***** PROVIDED RECORDS *****

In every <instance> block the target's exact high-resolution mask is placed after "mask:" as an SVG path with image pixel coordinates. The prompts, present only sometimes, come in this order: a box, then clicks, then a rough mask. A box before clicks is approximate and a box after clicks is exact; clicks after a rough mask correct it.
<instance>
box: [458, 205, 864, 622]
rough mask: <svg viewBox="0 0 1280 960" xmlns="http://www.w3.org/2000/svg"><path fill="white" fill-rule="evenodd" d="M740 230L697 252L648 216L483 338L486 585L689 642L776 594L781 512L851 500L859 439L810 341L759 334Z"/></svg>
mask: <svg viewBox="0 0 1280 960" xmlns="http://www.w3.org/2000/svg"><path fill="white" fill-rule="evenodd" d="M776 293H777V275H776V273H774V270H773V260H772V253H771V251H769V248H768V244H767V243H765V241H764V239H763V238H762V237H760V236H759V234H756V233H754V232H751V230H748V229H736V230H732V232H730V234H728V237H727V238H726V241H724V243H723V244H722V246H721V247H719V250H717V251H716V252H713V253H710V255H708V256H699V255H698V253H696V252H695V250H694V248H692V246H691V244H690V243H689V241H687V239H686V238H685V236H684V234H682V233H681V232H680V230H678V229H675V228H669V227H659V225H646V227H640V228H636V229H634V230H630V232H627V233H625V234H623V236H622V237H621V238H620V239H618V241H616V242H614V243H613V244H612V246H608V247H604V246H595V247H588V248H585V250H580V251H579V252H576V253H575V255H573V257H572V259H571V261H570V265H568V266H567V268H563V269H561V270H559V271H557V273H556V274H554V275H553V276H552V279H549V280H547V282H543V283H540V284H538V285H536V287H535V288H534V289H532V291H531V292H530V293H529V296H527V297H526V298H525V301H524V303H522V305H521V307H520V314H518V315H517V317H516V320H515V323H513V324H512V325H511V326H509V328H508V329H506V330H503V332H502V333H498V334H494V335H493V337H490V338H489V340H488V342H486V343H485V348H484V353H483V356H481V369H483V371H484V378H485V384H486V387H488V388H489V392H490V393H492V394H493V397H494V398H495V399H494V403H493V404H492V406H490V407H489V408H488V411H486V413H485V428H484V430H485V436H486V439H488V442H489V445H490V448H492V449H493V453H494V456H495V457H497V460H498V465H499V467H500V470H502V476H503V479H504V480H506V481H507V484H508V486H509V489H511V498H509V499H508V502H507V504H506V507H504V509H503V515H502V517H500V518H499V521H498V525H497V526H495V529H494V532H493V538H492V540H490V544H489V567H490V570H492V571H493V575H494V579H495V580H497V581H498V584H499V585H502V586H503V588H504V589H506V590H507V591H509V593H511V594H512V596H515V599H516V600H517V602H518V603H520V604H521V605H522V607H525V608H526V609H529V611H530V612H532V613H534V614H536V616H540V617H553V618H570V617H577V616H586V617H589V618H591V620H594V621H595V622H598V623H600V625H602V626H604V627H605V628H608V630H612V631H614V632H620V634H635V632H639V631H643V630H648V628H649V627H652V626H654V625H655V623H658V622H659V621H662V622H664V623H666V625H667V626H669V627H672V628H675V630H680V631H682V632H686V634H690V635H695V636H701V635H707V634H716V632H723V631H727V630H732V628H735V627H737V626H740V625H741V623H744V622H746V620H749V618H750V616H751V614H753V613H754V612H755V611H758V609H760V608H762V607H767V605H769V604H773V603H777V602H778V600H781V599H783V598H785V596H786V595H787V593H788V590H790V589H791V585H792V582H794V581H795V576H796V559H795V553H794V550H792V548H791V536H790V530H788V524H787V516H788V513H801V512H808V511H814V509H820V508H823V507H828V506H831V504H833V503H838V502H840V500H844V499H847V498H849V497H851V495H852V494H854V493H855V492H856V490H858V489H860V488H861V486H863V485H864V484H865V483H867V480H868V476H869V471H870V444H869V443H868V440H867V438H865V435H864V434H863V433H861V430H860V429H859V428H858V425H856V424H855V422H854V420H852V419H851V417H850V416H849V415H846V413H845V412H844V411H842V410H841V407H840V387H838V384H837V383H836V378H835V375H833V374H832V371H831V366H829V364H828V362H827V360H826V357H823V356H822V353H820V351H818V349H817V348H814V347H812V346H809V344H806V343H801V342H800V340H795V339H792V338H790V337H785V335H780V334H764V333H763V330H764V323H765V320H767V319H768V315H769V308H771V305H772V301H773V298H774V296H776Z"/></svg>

*****

* EXERCISE INSTRUCTIONS *
Copy every line above without altering a word.

* RESULT *
In every <instance> block the target's exact high-resolution mask is placed after "mask:" as an SVG path with image pixel coordinates. The prompts, present only sometimes, come in this order: a box, then clicks, then a rough mask. A box before clicks is approximate and a box after clicks is exact; clicks after a rough mask correct it.
<instance>
box: [458, 205, 864, 622]
rough mask: <svg viewBox="0 0 1280 960" xmlns="http://www.w3.org/2000/svg"><path fill="white" fill-rule="evenodd" d="M740 230L697 252L648 216L483 338L486 585L689 642L776 594L781 512L851 500L859 439L810 341L759 334Z"/></svg>
mask: <svg viewBox="0 0 1280 960" xmlns="http://www.w3.org/2000/svg"><path fill="white" fill-rule="evenodd" d="M776 293H777V275H776V273H774V270H773V260H772V253H771V251H769V248H768V244H767V243H765V241H764V239H763V238H762V237H760V236H759V234H756V233H754V232H751V230H748V229H736V230H732V232H730V234H728V237H727V238H726V241H724V243H723V244H722V246H721V247H719V250H717V251H716V252H713V253H710V255H708V256H699V255H698V253H696V252H695V250H694V248H692V246H691V244H690V243H689V241H687V239H686V238H685V236H684V234H682V233H681V232H680V230H678V229H675V228H669V227H659V225H646V227H640V228H636V229H634V230H630V232H627V233H625V234H623V236H622V237H621V238H620V239H618V241H616V242H614V243H613V244H612V246H608V247H604V246H595V247H588V248H585V250H580V251H579V252H576V253H575V255H573V257H572V259H571V261H570V265H568V266H567V268H563V269H561V270H559V271H557V273H556V274H554V275H553V276H552V279H549V280H547V282H543V283H540V284H538V285H536V287H535V288H534V289H532V291H531V292H530V293H529V296H527V297H526V298H525V301H524V303H522V305H521V307H520V314H518V315H517V317H516V320H515V323H513V324H512V325H511V326H509V328H508V329H506V330H503V332H502V333H498V334H494V335H493V337H490V338H489V340H488V342H486V343H485V348H484V353H483V356H481V369H483V371H484V378H485V384H486V387H488V388H489V392H490V393H492V394H493V397H494V398H495V399H494V403H493V404H492V406H490V407H489V408H488V411H486V413H485V428H484V430H485V436H486V439H488V442H489V445H490V448H492V449H493V453H494V456H495V457H497V460H498V465H499V467H500V470H502V476H503V479H504V480H506V481H507V484H508V486H509V489H511V498H509V499H508V502H507V504H506V507H504V509H503V515H502V517H500V518H499V521H498V525H497V526H495V529H494V532H493V538H492V540H490V544H489V567H490V570H492V571H493V575H494V579H495V580H497V581H498V584H499V585H502V586H503V588H504V589H506V590H507V591H509V593H511V594H512V596H515V599H516V600H517V602H518V603H520V604H521V605H522V607H525V608H526V609H529V611H530V612H532V613H534V614H536V616H540V617H553V618H570V617H577V616H586V617H589V618H591V620H594V621H595V622H598V623H600V625H602V626H604V627H605V628H608V630H612V631H614V632H620V634H635V632H639V631H643V630H648V628H649V627H652V626H654V625H655V623H658V622H659V621H662V622H664V623H666V625H667V626H669V627H672V628H675V630H680V631H682V632H686V634H690V635H695V636H701V635H707V634H716V632H723V631H727V630H732V628H735V627H737V626H740V625H741V623H744V622H746V620H749V618H750V616H751V614H753V613H754V612H755V611H758V609H760V608H762V607H767V605H769V604H773V603H777V602H778V600H781V599H783V598H785V596H786V595H787V593H788V590H790V589H791V585H792V582H794V581H795V576H796V559H795V553H794V550H792V548H791V536H790V530H788V524H787V516H788V513H801V512H808V511H814V509H820V508H823V507H828V506H831V504H833V503H838V502H840V500H844V499H847V498H849V497H851V495H852V494H854V493H855V492H856V490H858V489H860V488H861V486H863V485H864V484H865V483H867V480H868V476H869V471H870V444H869V443H868V440H867V438H865V435H864V434H863V433H861V430H860V429H859V428H858V425H856V424H855V422H854V420H852V419H851V417H850V416H849V415H846V413H845V412H844V411H842V410H841V407H840V387H838V384H837V383H836V378H835V375H833V374H832V371H831V366H829V364H828V362H827V360H826V357H823V356H822V353H820V351H818V349H817V348H814V347H812V346H809V344H806V343H801V342H800V340H795V339H792V338H790V337H785V335H780V334H764V333H763V330H764V323H765V320H767V319H768V315H769V308H771V305H772V301H773V298H774V296H776Z"/></svg>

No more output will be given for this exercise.